═════ Data section

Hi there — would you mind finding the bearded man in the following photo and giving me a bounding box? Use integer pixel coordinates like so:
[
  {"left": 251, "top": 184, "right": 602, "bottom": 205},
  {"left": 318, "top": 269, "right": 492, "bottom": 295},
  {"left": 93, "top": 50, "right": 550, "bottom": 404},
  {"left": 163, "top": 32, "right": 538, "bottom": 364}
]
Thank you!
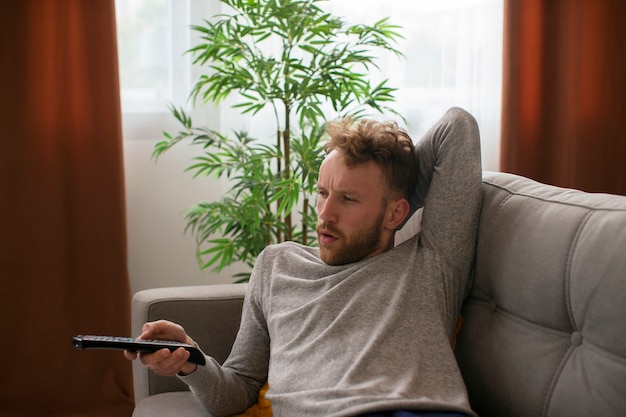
[{"left": 126, "top": 108, "right": 482, "bottom": 417}]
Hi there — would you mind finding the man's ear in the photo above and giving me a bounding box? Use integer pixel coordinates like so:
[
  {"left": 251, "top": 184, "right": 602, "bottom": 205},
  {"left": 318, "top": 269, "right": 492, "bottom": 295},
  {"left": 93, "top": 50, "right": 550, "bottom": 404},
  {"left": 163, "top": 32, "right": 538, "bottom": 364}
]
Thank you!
[{"left": 385, "top": 198, "right": 411, "bottom": 230}]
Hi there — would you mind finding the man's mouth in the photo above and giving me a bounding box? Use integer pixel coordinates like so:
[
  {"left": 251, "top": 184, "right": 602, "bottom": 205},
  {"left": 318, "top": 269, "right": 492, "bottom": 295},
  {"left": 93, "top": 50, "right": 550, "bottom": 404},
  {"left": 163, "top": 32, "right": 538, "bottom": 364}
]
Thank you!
[{"left": 317, "top": 229, "right": 339, "bottom": 245}]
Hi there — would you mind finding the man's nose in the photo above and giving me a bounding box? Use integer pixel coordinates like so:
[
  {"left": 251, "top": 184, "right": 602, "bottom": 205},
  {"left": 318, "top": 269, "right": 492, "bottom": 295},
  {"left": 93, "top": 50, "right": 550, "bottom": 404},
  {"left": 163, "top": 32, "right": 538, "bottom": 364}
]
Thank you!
[{"left": 317, "top": 198, "right": 337, "bottom": 222}]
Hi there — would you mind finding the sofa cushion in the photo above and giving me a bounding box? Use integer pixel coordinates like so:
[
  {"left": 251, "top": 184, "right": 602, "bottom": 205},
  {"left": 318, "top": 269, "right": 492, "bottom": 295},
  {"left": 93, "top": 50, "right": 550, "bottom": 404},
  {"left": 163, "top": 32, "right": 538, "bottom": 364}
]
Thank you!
[{"left": 456, "top": 173, "right": 626, "bottom": 417}]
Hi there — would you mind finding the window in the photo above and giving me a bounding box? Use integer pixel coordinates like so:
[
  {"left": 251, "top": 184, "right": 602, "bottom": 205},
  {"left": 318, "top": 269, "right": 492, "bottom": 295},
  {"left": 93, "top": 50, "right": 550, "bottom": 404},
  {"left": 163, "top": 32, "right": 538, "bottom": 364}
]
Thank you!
[{"left": 116, "top": 0, "right": 503, "bottom": 170}]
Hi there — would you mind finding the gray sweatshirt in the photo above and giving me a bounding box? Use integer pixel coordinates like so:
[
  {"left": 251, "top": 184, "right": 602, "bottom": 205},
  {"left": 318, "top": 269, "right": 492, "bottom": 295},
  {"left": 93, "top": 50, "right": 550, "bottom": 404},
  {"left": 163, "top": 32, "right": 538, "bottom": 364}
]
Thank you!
[{"left": 181, "top": 108, "right": 482, "bottom": 417}]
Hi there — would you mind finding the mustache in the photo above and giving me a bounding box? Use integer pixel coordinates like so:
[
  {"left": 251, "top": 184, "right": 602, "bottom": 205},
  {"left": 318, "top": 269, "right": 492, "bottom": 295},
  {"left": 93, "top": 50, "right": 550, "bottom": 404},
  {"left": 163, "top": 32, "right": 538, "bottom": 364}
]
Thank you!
[{"left": 316, "top": 220, "right": 342, "bottom": 238}]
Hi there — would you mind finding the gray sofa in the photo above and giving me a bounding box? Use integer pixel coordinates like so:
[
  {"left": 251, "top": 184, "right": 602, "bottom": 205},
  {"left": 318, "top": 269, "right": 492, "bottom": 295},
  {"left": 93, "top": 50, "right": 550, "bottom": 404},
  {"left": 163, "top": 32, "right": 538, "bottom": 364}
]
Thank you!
[{"left": 132, "top": 172, "right": 626, "bottom": 417}]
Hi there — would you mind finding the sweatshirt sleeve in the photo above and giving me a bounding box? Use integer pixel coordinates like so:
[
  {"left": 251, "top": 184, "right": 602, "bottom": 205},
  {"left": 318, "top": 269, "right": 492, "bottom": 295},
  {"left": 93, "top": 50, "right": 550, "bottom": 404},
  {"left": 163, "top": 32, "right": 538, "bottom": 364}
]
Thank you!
[
  {"left": 180, "top": 254, "right": 269, "bottom": 417},
  {"left": 415, "top": 108, "right": 482, "bottom": 275}
]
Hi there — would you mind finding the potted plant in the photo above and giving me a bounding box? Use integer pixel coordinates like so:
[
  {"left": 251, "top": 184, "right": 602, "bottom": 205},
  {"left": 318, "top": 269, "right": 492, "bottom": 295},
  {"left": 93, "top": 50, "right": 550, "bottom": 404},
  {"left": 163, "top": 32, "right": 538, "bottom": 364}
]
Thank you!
[{"left": 153, "top": 0, "right": 401, "bottom": 281}]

══════════

■ Task requirements ■
Report every line of the records that contains the word "gray", copying each one in full.

■ Response below ■
Hi there — would you mind finding the gray sweatshirt in the photo above and giving me a bounding box? Use integer pixel coordinates like so:
Hi there — would you mind finding the gray sofa in the photo above and giving me a bounding box? Use integer pixel coordinates like so:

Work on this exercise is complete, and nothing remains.